═══ Data for this exercise ═══

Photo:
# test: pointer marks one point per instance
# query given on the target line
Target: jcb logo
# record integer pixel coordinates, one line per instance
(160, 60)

═══

### What the task asks:
Output the lines above verbatim and in full.

### Solution to the exercise:
Photo:
# test: pointer marks one point per instance
# query given on the target line
Target: jcb logo
# record integer pixel coordinates, one line per instance
(160, 60)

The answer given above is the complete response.